● DOCUMENT SECTION
- - -

NEW YORK/TOKYO -- U.S. stocks ended a brutal session Monday down more than 3% as investors worried about the global economic impact of coronavirus outbreaks rapidly spreading beyond China.
The Dow Jones Industrial Average plunged 1,030 points, or 3.6%, to close with its biggest one-day decline in two years.
The broader S&P 500 index and the tech-heavy Nasdaq both fell more than 3%, following European and Asian shares in a global sell-off after Italy and South Korea reported surges in infection cases.
Airlines were among the hardest hit, with American Airlines down more than 8% and Delta Air Lines falling 6%. Virus-related travel declines now threaten Asian carriers' viability.
Technology stocks were not immune to the sell-off. Apple, Microsoft, Intel and Qualcomm all tumbled more than 4%.
As investors showed concerns over the virus' impact on economic activity, money moved into gold and U.S. Treasuries, sending long-term interest rates as low as 1.36%.
Dave Lutz, head of exchange-traded fund trading at JonesTrading, said markets were witnessing a "flight to quality" in assets.
The Shanghai Composite Index fell 0.3%, while Hong Kong, Taiwan and Singapore benchmarks dropped 1.2% to 1.8%.
The Japanese market was closed for a holiday. But futures were pointing to a decline of 1,060 yen, or 4.5%, as of 8 p.m., before U.S. markets opened.
"The Nikkei Stock Average could fall below 22,000 this week," said Tetsuro Ii, president of Tokyo-based Commons Asset Management, compared with Friday's close of 23,386.

- - -

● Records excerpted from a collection
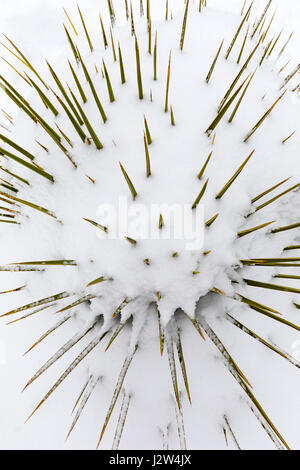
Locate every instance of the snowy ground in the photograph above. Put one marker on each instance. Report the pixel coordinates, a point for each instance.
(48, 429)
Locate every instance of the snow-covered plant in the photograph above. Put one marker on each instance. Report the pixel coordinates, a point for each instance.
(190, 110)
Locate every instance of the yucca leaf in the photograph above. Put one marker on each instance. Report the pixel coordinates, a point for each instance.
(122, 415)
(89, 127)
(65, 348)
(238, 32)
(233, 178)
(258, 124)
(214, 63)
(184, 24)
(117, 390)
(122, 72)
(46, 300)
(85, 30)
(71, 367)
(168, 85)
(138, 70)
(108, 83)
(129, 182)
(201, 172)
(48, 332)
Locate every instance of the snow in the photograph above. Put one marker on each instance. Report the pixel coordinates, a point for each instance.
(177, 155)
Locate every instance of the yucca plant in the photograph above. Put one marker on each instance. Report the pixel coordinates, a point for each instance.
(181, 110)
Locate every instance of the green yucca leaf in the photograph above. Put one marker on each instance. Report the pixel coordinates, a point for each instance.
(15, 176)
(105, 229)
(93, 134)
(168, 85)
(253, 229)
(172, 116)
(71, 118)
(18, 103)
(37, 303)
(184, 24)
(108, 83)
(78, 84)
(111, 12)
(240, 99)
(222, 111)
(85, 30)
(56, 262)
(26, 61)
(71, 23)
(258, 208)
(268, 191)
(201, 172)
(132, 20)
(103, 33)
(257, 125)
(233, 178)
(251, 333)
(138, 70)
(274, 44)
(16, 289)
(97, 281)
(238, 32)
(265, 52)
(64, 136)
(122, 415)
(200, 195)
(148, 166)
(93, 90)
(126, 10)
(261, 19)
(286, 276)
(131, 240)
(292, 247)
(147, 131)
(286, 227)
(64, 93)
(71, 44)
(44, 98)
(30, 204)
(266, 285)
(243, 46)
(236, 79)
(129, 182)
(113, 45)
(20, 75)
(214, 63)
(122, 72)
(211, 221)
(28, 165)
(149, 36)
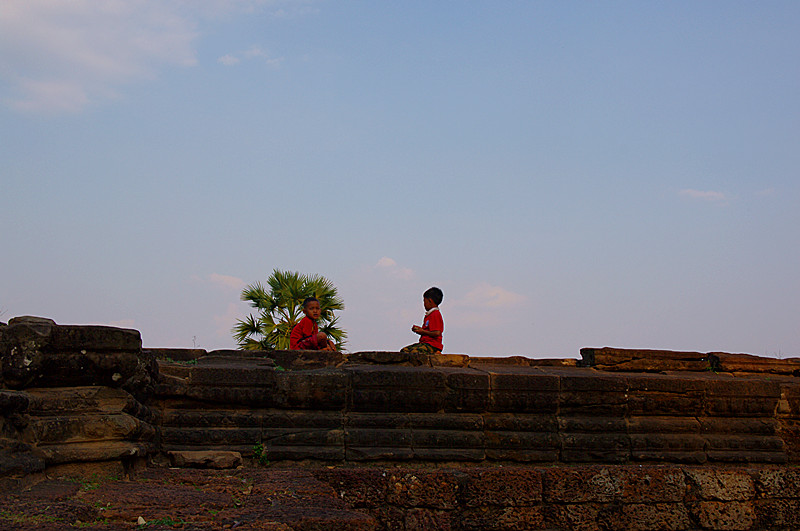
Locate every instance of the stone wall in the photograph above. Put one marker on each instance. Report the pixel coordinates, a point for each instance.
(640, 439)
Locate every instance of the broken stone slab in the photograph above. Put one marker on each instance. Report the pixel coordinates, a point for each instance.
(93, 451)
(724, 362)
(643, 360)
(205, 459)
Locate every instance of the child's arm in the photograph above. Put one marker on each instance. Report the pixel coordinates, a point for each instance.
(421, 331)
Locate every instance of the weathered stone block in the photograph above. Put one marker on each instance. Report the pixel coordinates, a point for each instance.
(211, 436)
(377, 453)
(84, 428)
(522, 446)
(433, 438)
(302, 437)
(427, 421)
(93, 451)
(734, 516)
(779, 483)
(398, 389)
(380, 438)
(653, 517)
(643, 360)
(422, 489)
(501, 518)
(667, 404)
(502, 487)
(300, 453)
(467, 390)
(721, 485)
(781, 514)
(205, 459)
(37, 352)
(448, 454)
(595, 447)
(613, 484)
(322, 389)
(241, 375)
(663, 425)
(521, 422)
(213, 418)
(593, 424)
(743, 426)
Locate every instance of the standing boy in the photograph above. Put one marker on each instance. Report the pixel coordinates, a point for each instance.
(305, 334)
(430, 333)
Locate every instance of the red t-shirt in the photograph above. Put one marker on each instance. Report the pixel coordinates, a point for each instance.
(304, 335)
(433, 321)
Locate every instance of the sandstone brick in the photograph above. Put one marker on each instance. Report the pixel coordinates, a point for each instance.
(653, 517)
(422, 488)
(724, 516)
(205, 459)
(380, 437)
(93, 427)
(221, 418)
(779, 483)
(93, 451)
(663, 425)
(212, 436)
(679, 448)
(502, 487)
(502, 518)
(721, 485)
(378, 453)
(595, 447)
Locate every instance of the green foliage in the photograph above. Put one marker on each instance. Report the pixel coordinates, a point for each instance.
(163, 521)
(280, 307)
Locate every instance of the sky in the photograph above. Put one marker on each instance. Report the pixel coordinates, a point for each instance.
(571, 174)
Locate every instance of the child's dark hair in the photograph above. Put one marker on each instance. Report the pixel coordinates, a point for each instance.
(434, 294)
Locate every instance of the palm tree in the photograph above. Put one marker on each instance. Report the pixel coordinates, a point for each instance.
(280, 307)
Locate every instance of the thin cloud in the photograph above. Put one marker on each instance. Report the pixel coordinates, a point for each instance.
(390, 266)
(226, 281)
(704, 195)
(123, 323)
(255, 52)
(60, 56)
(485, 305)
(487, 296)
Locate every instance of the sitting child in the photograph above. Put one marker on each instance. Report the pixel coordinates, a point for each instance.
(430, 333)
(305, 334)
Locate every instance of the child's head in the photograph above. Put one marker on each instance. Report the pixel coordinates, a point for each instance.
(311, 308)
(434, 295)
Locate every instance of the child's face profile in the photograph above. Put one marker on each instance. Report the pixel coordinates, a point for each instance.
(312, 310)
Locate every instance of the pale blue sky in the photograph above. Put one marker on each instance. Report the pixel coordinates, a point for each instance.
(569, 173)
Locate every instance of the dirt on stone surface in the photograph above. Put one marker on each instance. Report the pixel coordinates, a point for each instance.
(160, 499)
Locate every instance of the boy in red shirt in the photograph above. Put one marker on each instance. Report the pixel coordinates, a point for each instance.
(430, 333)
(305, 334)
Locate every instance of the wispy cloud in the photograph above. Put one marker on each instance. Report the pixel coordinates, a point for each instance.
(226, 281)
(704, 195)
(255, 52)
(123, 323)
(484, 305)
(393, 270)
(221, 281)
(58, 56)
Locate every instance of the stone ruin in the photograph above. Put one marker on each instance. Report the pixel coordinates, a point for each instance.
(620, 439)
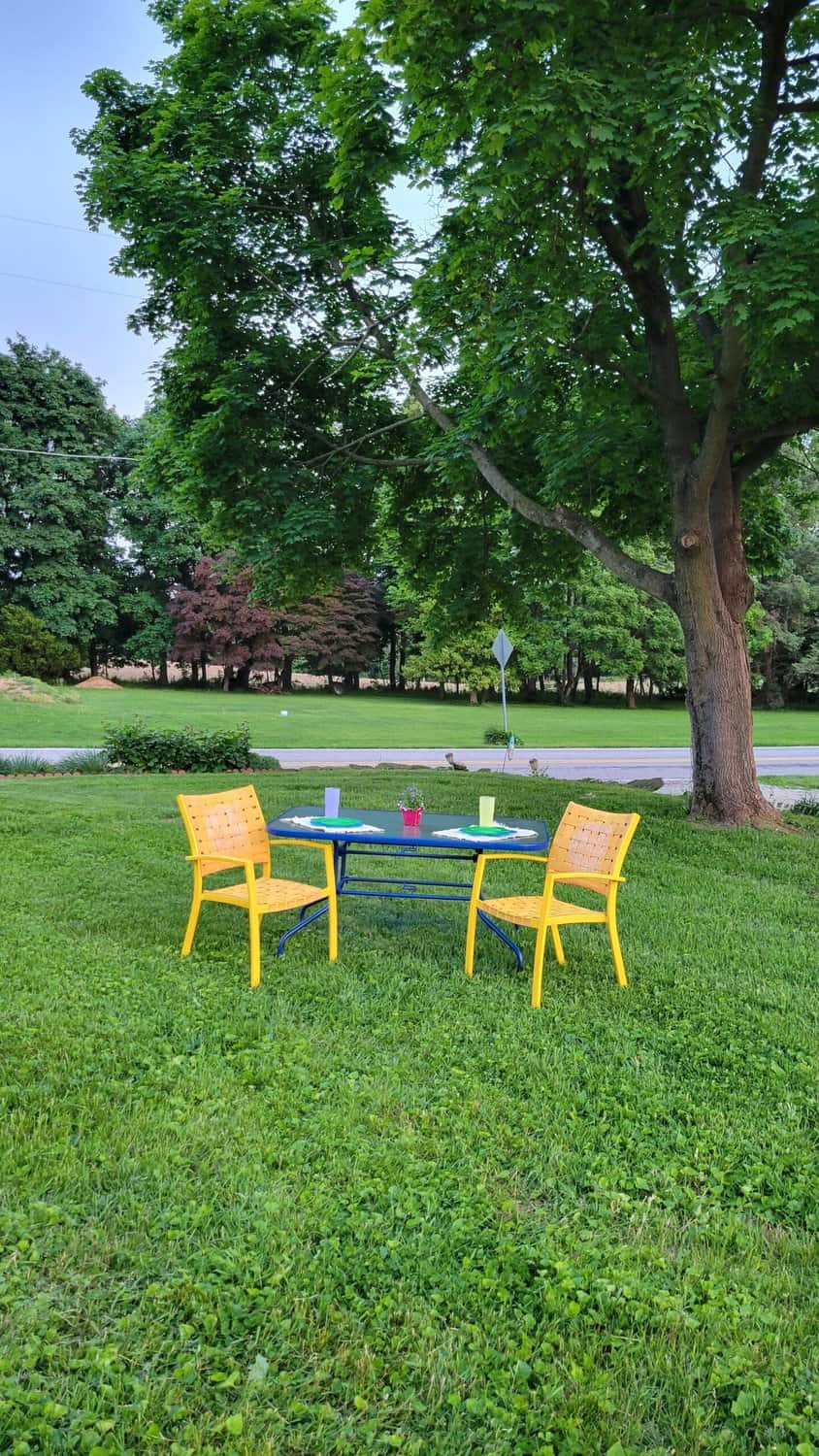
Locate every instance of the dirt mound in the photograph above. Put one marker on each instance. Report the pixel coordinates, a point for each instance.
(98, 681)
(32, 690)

- - -

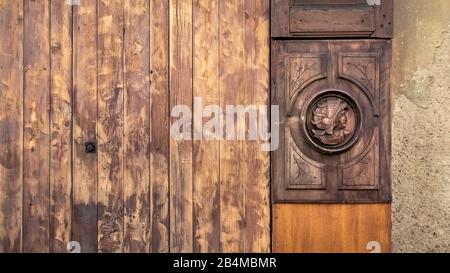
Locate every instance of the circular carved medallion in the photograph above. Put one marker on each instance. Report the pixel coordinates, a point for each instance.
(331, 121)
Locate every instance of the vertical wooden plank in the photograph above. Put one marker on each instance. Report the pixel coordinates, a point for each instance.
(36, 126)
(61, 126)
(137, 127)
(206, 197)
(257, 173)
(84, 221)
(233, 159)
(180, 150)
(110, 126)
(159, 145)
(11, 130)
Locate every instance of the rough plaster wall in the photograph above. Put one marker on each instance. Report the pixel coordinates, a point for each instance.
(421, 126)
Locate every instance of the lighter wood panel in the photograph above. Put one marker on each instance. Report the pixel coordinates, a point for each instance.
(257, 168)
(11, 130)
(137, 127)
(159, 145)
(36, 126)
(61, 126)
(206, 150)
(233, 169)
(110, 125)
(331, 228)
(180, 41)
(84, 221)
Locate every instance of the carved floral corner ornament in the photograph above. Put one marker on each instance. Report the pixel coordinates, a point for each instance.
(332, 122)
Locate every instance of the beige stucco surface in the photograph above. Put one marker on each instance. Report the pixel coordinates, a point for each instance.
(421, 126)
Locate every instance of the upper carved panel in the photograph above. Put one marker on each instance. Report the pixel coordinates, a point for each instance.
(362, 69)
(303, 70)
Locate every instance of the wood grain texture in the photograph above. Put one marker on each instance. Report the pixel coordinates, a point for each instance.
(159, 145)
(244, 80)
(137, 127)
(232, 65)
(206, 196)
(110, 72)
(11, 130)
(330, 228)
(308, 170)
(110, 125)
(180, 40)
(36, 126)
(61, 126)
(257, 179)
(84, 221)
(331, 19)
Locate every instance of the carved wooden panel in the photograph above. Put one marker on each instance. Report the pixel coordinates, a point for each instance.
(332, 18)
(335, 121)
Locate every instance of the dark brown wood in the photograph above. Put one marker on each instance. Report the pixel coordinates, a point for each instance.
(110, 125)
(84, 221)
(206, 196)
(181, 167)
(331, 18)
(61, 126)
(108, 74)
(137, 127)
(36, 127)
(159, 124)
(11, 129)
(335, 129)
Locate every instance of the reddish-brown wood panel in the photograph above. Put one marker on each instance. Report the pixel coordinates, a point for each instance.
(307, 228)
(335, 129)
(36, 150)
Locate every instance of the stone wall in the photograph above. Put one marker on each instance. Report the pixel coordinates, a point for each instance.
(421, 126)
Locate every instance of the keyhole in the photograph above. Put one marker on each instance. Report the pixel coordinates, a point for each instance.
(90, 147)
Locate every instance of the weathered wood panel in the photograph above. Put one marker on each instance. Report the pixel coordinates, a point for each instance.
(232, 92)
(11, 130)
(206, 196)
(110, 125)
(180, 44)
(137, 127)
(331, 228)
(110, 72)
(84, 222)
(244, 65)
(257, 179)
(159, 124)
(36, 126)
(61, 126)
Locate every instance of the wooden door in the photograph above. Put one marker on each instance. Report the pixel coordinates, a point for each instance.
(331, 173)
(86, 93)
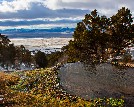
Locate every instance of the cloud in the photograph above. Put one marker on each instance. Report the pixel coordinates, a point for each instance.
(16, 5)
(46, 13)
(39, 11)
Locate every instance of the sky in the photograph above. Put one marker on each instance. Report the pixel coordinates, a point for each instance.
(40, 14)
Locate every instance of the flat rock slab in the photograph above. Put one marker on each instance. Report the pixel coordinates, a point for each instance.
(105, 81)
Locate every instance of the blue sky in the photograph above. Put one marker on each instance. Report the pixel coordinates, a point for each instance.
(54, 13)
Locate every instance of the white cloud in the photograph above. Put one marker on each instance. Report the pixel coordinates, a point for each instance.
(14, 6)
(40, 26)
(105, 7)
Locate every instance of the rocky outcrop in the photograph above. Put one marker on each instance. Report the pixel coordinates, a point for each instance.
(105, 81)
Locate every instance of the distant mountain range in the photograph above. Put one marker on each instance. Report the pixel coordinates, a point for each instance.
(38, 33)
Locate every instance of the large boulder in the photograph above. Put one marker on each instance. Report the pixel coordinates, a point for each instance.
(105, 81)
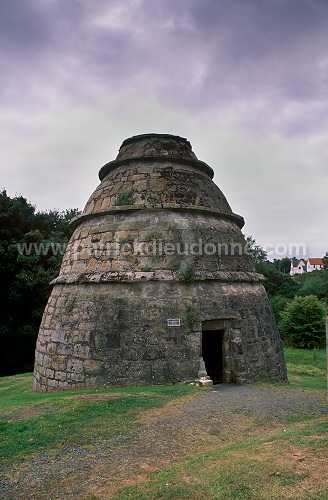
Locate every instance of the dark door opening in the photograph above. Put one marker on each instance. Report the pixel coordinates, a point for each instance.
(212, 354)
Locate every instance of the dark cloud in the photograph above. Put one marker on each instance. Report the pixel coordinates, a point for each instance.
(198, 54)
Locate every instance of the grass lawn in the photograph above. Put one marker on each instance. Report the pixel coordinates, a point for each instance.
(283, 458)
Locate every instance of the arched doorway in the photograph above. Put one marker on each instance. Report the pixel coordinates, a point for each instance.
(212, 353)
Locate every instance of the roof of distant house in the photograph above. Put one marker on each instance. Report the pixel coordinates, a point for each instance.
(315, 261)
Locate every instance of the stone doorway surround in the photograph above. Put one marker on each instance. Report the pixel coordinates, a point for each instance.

- - -

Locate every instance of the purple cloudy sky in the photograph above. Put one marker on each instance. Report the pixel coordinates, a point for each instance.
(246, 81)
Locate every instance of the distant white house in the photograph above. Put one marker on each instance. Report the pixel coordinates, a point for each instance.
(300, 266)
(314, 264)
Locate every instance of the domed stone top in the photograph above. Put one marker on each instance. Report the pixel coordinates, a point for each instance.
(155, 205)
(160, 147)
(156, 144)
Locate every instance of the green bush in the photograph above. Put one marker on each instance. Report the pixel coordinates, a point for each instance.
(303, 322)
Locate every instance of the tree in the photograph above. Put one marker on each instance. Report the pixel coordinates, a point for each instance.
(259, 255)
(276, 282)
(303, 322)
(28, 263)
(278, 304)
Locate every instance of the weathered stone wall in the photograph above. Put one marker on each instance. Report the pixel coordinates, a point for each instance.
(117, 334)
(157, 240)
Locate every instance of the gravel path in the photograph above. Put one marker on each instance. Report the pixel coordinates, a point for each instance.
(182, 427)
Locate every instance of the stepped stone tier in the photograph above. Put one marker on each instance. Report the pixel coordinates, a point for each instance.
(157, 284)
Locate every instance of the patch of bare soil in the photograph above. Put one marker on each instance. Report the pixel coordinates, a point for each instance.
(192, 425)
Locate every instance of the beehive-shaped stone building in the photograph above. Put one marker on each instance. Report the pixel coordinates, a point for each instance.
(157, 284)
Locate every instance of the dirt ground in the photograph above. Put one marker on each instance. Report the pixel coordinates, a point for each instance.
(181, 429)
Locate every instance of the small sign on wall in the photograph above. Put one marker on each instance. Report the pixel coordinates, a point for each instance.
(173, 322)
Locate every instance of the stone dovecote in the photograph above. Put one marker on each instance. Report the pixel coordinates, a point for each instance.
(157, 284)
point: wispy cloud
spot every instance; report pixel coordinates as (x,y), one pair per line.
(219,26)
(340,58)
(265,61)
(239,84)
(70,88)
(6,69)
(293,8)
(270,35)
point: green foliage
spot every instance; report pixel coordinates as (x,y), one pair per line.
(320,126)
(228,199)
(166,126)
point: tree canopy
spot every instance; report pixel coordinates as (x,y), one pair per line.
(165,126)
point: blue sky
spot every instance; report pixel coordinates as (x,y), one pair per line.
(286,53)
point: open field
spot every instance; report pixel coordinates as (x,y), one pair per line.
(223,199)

- - -

● EXERCISE INSTRUCTIONS
Which technology companies does the market report above say tumbled more than 4%? List every one.

● WORKED SOLUTION
Apple, Microsoft, Intel, Qualcomm